> **Your objective**
Lines from the material below that hold the string "platform" are what is needed; copy each of them.

> **Provided entries**
:::
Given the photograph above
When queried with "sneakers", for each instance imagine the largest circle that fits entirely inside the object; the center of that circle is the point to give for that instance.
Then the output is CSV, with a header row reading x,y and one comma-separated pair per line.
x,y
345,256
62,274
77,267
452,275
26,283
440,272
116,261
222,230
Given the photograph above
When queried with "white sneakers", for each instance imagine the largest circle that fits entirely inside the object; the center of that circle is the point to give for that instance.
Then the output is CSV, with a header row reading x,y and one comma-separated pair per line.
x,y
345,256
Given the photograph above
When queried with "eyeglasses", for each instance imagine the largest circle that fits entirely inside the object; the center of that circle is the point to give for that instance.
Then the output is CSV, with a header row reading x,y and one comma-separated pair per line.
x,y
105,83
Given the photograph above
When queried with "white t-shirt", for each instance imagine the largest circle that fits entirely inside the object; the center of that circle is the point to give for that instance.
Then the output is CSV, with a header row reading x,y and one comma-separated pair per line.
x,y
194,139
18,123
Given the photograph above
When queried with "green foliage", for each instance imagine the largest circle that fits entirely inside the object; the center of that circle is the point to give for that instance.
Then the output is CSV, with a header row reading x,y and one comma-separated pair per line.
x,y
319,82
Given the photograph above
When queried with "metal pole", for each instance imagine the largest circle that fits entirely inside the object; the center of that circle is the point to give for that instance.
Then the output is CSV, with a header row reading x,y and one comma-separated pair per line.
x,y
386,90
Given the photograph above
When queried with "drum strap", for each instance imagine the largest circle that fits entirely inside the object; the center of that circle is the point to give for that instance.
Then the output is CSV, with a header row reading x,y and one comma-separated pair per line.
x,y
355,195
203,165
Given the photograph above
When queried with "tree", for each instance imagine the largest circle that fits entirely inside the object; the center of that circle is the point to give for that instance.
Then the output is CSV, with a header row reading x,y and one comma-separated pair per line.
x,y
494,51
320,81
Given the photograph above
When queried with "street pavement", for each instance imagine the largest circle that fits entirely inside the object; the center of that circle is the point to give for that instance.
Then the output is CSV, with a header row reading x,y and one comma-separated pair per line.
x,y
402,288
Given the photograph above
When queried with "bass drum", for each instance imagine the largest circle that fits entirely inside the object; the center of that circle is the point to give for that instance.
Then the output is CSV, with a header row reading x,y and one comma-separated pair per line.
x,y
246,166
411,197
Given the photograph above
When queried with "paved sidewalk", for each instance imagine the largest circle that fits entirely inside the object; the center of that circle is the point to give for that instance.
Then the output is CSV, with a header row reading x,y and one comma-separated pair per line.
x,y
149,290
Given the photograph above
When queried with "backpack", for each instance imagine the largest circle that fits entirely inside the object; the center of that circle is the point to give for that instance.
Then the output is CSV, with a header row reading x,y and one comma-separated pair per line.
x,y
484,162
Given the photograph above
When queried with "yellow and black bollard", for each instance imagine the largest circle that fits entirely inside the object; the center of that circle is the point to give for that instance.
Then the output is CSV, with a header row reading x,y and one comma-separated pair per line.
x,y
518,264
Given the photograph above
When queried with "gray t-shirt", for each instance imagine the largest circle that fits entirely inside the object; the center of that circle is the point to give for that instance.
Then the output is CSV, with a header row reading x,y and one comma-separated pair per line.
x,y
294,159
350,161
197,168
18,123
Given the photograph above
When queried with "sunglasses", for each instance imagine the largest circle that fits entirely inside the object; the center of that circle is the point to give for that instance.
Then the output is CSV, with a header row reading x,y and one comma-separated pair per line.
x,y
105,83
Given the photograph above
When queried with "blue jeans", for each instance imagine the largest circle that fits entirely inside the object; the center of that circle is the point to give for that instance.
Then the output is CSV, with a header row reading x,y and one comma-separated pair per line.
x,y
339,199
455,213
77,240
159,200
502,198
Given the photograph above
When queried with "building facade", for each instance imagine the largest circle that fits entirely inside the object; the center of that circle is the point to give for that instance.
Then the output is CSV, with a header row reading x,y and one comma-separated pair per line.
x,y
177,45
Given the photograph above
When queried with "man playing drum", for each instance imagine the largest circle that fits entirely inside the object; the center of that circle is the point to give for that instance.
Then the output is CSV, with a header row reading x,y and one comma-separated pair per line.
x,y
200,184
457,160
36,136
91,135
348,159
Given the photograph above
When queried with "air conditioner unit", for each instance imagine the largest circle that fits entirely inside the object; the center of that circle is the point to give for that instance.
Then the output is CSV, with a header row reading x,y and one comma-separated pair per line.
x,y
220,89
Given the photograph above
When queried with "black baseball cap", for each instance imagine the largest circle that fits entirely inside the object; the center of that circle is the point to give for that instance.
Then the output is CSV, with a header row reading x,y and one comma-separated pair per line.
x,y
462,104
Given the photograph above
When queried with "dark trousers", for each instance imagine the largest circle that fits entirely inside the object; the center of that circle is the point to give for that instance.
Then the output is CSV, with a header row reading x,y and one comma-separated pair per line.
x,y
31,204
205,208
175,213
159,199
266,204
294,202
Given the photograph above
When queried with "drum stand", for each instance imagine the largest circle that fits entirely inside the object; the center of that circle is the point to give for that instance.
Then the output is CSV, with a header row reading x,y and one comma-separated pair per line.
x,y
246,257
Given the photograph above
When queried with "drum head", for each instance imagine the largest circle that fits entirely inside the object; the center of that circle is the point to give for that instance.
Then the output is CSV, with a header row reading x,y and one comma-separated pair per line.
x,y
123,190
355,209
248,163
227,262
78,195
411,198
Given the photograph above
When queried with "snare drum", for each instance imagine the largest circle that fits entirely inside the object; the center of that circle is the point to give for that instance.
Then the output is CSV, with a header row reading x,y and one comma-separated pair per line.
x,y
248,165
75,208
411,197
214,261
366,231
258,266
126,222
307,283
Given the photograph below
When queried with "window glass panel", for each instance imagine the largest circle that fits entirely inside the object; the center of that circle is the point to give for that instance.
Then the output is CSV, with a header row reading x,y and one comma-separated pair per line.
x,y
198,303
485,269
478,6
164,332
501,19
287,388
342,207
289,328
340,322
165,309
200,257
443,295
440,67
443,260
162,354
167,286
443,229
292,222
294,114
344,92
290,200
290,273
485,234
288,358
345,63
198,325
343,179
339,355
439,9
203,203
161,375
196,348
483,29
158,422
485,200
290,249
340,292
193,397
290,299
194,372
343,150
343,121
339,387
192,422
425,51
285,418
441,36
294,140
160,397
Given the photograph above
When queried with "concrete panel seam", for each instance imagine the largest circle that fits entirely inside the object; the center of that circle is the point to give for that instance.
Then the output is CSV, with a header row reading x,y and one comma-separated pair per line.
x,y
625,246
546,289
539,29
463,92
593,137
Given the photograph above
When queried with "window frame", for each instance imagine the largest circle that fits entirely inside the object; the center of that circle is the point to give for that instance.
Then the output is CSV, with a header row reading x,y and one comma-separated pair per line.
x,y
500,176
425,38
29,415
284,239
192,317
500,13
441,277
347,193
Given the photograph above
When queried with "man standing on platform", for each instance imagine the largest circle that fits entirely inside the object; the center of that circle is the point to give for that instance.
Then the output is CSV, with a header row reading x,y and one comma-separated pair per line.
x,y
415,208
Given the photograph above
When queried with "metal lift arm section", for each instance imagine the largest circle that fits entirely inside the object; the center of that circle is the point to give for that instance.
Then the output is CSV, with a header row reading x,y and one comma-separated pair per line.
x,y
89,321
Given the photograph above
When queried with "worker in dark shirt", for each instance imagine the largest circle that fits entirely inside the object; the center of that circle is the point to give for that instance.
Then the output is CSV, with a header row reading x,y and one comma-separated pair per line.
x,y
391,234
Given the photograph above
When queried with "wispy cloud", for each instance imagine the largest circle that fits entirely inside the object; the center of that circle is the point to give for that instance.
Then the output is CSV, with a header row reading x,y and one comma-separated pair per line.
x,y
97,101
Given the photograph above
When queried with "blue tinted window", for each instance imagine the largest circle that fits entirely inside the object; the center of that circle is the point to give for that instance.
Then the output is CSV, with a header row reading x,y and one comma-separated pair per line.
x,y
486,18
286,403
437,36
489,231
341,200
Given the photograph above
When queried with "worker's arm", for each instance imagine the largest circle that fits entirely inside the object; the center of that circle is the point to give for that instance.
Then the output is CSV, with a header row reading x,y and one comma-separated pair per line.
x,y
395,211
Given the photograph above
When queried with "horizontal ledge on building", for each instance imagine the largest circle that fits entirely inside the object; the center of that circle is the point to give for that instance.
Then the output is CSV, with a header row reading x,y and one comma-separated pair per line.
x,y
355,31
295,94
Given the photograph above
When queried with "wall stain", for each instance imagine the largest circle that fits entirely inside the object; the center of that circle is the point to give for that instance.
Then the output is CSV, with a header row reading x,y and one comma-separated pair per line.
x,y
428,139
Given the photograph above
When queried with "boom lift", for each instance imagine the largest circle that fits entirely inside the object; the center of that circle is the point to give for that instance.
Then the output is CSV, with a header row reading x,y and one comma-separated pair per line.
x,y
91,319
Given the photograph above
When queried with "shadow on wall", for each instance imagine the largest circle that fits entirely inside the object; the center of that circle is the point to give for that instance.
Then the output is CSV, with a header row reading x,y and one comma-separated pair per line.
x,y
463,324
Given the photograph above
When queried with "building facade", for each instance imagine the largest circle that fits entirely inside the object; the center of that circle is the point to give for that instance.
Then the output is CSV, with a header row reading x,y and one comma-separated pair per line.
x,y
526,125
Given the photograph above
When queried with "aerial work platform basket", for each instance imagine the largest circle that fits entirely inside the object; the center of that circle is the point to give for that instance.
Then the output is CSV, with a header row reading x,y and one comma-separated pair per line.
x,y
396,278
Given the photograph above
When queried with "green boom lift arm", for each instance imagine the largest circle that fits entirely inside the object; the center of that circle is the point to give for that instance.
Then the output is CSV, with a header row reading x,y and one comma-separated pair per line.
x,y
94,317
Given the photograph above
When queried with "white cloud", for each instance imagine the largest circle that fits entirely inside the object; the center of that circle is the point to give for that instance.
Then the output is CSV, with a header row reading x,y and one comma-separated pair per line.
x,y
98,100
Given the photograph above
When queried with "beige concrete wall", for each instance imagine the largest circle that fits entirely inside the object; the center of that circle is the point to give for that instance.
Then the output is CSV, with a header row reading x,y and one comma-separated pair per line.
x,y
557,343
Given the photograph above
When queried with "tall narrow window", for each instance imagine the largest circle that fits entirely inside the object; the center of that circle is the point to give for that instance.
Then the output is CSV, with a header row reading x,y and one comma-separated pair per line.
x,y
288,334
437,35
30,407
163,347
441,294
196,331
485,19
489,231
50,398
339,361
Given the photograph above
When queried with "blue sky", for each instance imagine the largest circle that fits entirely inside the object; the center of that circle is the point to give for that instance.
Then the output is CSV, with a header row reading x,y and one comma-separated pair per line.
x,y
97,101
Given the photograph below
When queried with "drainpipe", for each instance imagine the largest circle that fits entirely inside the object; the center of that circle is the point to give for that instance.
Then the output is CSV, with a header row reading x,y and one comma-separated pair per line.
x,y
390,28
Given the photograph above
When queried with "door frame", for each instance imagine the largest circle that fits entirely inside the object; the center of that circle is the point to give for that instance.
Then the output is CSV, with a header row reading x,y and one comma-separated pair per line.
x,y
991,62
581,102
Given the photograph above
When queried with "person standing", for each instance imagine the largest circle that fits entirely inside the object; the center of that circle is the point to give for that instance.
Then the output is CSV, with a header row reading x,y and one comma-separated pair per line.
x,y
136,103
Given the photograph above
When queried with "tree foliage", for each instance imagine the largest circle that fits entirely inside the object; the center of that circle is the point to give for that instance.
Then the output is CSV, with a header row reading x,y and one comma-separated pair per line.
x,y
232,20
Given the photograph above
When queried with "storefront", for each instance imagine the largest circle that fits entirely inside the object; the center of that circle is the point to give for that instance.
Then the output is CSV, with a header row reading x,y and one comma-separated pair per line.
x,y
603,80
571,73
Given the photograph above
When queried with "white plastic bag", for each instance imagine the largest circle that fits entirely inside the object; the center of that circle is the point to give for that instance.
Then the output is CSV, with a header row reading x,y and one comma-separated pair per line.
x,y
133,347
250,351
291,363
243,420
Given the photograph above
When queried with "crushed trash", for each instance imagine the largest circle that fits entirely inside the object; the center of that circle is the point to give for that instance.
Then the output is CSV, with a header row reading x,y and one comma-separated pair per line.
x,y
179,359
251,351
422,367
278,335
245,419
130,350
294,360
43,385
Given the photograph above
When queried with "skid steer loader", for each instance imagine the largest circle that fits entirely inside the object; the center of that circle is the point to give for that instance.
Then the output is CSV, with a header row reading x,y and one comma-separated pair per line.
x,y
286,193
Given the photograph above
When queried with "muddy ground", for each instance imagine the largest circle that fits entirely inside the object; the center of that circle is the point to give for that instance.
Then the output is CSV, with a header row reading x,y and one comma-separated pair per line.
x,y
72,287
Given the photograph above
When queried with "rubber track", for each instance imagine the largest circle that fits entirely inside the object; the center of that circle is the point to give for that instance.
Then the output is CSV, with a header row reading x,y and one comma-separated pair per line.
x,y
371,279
:::
> **Exercise solution**
When queried with "man standing on platform", for each instance imagine the largest circle that fits entirely inside the object; the center of that circle is the point to give for that instance.
When queried with "aerial work platform basket", for each instance imagine the largest circle that fits entirely inside the object; the center of that circle is the point to give for that instance.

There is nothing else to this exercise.